[来源]:
-*-
Skip to content

RKE 是一个快速的,多功能的 Kubernetes 安装工具。

安装软件和配置先决条件

请检查节点是否满足这些要求。

系统配置

Hostname和MAC地址唯一

使用以下命令查看Hostname和MAC地址

bash
cat /etc/hostname

ip link

启用IPV4流量转发

执行以下命令

bash
cat <<EOF | sudo tee /etc/modules-load.d/k8s.conf
overlay
br_netfilter
EOF

sudo modprobe overlay
sudo modprobe br_netfilter

# sysctl params required by setup, params persist across reboots
cat <<EOF | sudo tee /etc/sysctl.d/k8s.conf
net.bridge.bridge-nf-call-iptables  = 1
net.bridge.bridge-nf-call-ip6tables = 1
net.ipv4.ip_forward                 = 1
EOF

# Apply sysctl params without reboot
sudo sysctl --system

通过运行以下命令验证 br_netfilter, overlay 模块是否已加载

bash
lsmod | grep br_netfilter
lsmod | grep overlay

通过运行以下命令验证 net.bridge.bridge-nf-call-iptables, net.bridge.bridge-nf-call-ip6tables, net.ipv4.ip_forward系统变量已设置为1

bash
sysctl net.bridge.bridge-nf-call-iptables net.bridge.bridge-nf-call-ip6tables net.ipv4.ip_forward

关闭SELinux

执行以下命令

setenforce 0
sed -i 's/enforcing/disabled/' /etc/selinux/config

关闭防火墙

Ubuntu执行以下命令

bash
ufw disable

Centos执行以下命令

bash
systemctl stop firewalld
systemctl disable firewalld

禁用交换分区

执行以下命令

swapoff -a 
sed -ri 's/.*swap.*/#&/' /etc/fstab

创建rke用户

bash
useradd -m rke

#设置密码
passwd rke

安装软件

Docker

参考文档:https://docs.docker.com/engine/install 执行以下命令

bash
curl -fsSL https://get.docker.com -o get-docker.sh
sh ./get-docker.sh

systemctl enable docker
systemctl start docker

执行以下命令验证Docker是否已正确安装

bash
systemctl status docker
docker version
docker run hello-world

创建docker用户组

bash
groupadd docker

添加rke用户至docker用户组

bash
usermod -aG docker rke

激活对用户组的修改

bash
newgrp docker

验证rke用户是否可执行docker命令

bash
su rke
docker run hello-world

Chrony

使用Chrony同步服务器时间 执行以下命令安装

bash
apt install chrony
systemctl enable chrony
systemctl start chrony

验证

bash
chronyc activity

主节点配置

以下操作,选择一台主节点即可。
-*-
[已存记录]:
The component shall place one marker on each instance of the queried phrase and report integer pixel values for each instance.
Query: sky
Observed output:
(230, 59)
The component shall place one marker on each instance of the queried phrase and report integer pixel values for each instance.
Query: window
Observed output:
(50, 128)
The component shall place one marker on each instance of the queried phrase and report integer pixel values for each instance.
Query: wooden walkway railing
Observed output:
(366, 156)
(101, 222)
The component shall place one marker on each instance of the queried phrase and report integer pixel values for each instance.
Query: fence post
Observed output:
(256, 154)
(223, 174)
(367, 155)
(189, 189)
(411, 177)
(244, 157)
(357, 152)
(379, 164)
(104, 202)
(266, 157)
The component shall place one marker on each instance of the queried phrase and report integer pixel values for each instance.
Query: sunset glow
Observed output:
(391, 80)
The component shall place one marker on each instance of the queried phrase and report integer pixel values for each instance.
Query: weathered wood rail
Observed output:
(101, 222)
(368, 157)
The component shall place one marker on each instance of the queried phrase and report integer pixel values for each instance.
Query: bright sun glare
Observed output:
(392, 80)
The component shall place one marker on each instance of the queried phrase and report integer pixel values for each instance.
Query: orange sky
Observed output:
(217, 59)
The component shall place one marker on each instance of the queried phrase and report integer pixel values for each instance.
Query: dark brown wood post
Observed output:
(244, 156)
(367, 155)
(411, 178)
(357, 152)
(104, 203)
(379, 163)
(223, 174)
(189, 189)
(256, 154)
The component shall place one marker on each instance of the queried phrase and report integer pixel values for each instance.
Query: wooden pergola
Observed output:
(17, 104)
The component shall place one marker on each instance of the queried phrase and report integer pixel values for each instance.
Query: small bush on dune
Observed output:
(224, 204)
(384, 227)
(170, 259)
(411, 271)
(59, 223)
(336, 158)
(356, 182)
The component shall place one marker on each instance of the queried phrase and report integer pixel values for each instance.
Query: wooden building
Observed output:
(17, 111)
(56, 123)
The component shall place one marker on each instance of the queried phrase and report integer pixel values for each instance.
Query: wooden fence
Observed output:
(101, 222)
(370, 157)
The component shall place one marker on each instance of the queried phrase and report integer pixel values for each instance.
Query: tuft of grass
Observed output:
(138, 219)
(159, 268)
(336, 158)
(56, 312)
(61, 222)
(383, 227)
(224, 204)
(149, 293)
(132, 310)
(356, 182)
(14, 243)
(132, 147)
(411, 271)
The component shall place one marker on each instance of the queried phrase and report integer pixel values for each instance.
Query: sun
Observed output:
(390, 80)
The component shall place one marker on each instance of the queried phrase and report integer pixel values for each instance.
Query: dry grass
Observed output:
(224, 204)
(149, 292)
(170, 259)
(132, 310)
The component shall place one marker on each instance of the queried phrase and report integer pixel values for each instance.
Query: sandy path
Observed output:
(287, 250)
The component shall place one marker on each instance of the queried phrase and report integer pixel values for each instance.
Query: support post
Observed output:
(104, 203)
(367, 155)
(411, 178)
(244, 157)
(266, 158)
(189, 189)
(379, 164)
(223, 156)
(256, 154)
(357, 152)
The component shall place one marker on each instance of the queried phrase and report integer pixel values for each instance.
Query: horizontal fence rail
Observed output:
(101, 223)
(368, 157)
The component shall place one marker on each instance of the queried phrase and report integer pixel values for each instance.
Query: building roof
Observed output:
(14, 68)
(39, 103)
-*-
[执行任务]:
1. 按照 RKE 安装说明,在 Ubuntu 上关闭防火墙应执行哪条命令?
2. 从 RKE 安装说明的最后一句之后续写,补全主节点配置部分。

[练习结果]:
1. ufw disable

2.
生成SSH证书

执行以下命令会在当前目录生成两个文件:rke_key, rke_key.pub

bash
ssh-keygen -t rsa -b 4096 -C "your_email@example.com" -P "" -f rke_key

拷贝SSH证书至所有节点

bash
ssh-copy-id -i rke_key.pub rke@node1
ssh-copy-id -i rke_key.pub rke@node2
ssh-copy-id -i rke_key.pub rke@node3
...

验证SSH证书是否可用

bash
ssh -t  -i rke_key rke@node1 "hostname"

安装Kubectl

参考文档:https://kubernetes.io/docs/tasks/tools/install-kubectl-linux/ 执行以下命令安装

bash
curl -LO "https://dl.k8s.io/release/$(curl -L -s https://dl.k8s.io/release/stable.txt)/bin/linux/amd64/kubectl"

chmod +x kubectl
mv kubectl /usr/local/bin/kubectl

验证

kubectl version

开启自动补全

bash
source <(kubectl completion bash) # set up autocomplete in bash into the current shell, bash-completion package should be installed first.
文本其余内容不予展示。